▶ _Task requirements_: Pick out and copy every line of the records that contains the word "blue". Case counts.

(Picture region annotation data)

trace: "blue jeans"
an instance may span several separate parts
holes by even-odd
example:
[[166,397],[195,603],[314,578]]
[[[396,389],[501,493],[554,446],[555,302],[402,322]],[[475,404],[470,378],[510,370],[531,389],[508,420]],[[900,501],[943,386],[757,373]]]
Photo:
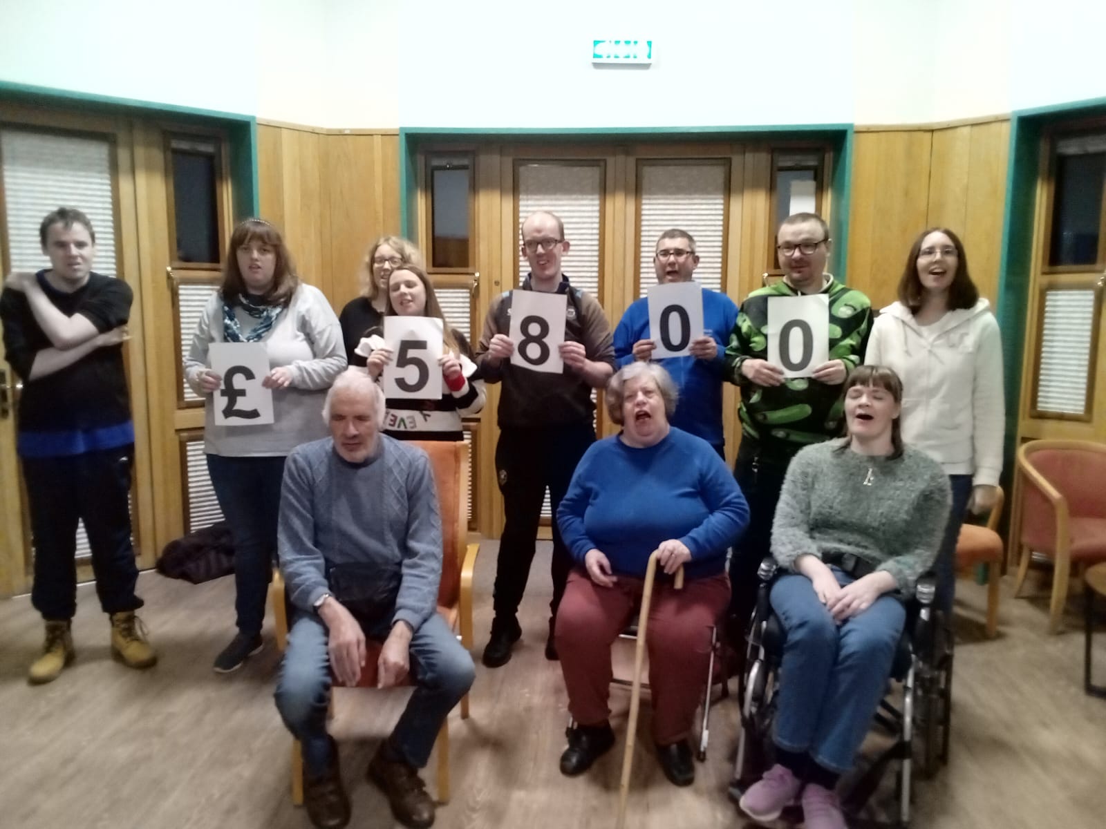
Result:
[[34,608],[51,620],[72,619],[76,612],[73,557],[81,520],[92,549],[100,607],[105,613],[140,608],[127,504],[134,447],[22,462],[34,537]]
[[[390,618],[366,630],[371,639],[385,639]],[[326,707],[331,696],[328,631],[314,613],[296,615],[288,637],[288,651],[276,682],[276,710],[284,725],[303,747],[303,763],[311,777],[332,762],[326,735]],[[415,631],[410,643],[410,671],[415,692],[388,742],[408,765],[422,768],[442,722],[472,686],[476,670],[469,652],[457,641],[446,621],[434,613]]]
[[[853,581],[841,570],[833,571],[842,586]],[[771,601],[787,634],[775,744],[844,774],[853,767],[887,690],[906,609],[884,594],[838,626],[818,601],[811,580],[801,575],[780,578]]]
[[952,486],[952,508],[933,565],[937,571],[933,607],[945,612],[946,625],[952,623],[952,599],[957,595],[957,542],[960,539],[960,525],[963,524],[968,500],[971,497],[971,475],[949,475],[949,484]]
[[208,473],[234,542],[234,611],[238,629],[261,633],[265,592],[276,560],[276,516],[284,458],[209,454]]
* * *
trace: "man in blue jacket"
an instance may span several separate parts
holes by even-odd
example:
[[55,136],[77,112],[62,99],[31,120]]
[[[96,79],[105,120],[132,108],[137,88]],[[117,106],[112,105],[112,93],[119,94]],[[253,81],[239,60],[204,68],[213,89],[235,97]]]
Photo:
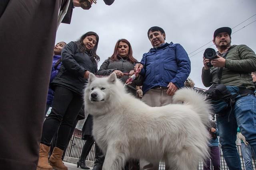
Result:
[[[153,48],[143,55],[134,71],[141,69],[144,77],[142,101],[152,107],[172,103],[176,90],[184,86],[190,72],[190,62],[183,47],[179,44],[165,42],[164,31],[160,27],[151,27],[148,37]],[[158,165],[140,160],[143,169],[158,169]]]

▶ _Response to this task_:
trace: "blue jeans"
trace: "man in blue jacket"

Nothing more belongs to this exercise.